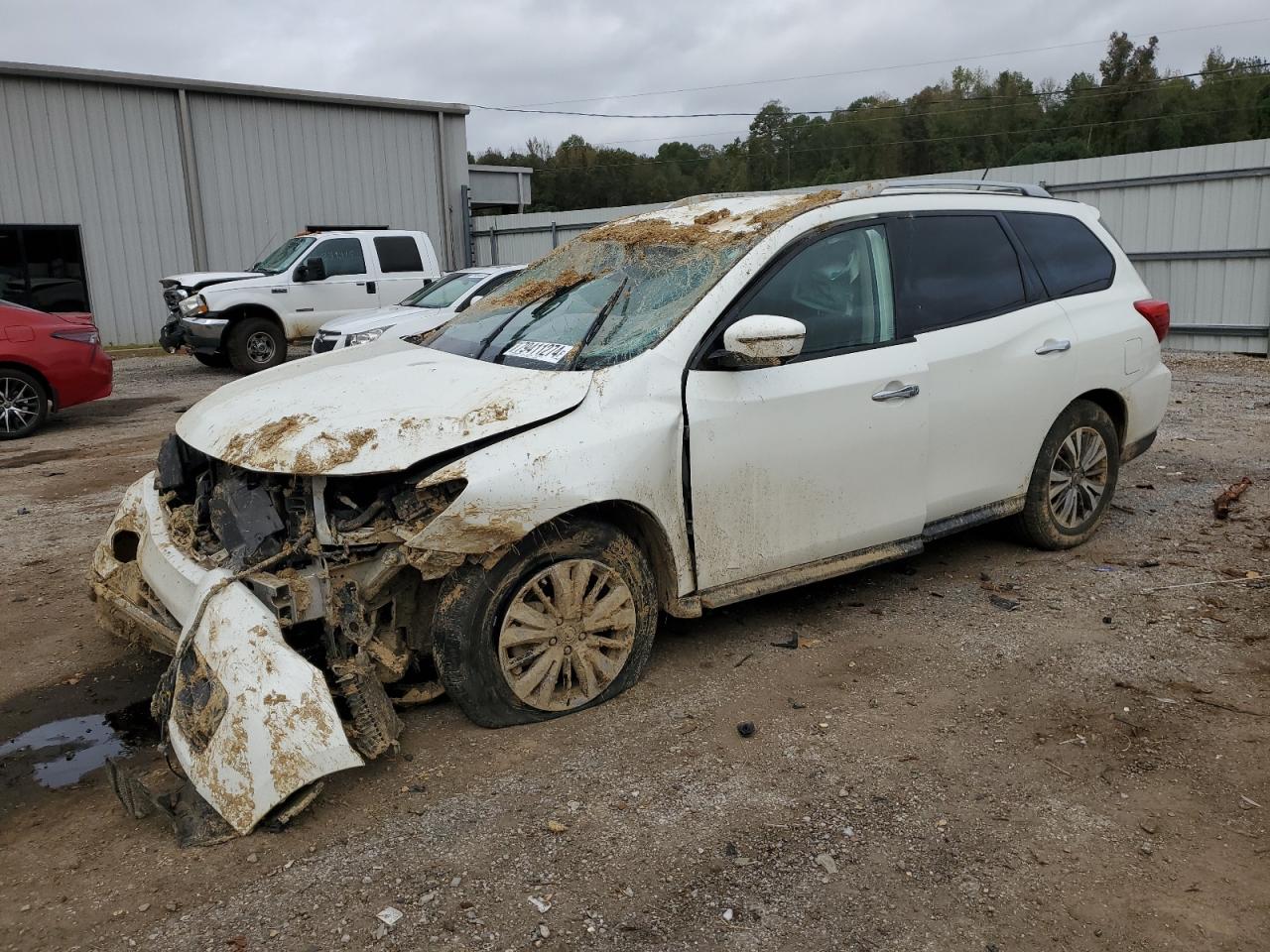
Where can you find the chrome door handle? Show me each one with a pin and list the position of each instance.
(1055, 347)
(898, 394)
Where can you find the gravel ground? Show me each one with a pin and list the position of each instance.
(929, 772)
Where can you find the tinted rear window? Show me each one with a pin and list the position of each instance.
(951, 270)
(1067, 254)
(398, 253)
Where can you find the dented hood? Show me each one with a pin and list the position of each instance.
(377, 408)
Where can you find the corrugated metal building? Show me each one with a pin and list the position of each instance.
(1196, 221)
(111, 180)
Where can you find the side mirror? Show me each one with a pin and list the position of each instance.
(313, 270)
(762, 340)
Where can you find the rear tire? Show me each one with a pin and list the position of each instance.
(216, 359)
(23, 404)
(255, 344)
(585, 612)
(1074, 479)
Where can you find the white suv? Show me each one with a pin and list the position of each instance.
(672, 413)
(246, 318)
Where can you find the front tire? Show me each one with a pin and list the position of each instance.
(23, 404)
(255, 344)
(562, 622)
(1074, 479)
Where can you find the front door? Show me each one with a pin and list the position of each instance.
(825, 454)
(343, 291)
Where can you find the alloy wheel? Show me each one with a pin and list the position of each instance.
(19, 405)
(1079, 477)
(567, 635)
(261, 347)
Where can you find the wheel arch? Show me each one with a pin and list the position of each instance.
(8, 365)
(648, 534)
(1115, 408)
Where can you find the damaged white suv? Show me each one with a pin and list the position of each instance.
(672, 413)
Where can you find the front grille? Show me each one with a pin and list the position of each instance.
(173, 298)
(322, 343)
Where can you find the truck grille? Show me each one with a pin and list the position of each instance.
(325, 341)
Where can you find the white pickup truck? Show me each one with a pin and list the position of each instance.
(246, 318)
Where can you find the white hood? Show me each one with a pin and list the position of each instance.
(197, 280)
(368, 320)
(377, 408)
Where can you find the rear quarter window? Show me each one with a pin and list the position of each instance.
(1069, 255)
(398, 253)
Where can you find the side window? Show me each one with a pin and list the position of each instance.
□ □ □ □
■ **WORK REQUIRED**
Starting at the line containing "Where can you find the white hood?" and continuing through the end of the records, reproduce every line, requests included and unchanged. Multiply each point coordinate in the answers by 1.75 and round to the nearest whole number, with halves rounded up. Give only those lines.

■ **FINISHED EXERCISE**
Where can you find the white hood? Show me each one with a pin and list the position of each instance.
(345, 490)
(644, 560)
(660, 714)
Where can you find the rear quarter window? Show me each one with a pin and list the position of each instance.
(1871, 446)
(697, 443)
Where can you find the side window? Show me each one with a pin and list the position of each instance.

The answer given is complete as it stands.